• WHAT YOU WILL DO: Print the records verbatim, starting from their first line and ending with the line that contains "151L60 149L59 186L70", including both of those lines.

• ENTRIES:
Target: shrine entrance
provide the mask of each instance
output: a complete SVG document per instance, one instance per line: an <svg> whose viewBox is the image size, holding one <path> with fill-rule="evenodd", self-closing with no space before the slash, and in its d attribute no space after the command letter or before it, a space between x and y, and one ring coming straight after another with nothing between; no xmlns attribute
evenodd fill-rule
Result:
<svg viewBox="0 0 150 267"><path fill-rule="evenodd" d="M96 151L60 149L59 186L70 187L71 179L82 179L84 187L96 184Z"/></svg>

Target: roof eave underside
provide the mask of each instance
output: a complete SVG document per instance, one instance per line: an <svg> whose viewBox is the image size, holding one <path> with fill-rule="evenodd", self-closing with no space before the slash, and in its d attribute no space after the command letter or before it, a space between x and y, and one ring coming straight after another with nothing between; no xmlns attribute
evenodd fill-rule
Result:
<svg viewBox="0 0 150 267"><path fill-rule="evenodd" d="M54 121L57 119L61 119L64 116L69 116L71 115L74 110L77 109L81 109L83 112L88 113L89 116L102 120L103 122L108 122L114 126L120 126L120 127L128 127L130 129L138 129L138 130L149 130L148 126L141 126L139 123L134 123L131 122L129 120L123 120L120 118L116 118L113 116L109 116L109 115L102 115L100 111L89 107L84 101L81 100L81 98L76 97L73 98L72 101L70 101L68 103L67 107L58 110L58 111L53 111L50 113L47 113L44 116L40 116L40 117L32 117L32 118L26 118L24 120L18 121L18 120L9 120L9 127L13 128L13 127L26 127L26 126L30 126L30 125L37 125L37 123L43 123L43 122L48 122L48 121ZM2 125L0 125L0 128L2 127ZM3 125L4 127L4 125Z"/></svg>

• EXERCISE RESPONSE:
Target: shrine entrance
provide the mask of each instance
output: a complete SVG document per instance, one instance per line: an <svg> whose viewBox is the image size, holding one <path> with fill-rule="evenodd", self-closing with no space before the slash, and in its d attribute no space after the command letter or before it, a space between x and y, and one ring coming straight after another with nothing between; no xmlns attribute
evenodd fill-rule
Result:
<svg viewBox="0 0 150 267"><path fill-rule="evenodd" d="M96 151L60 149L59 186L70 187L71 179L82 179L84 187L96 184Z"/></svg>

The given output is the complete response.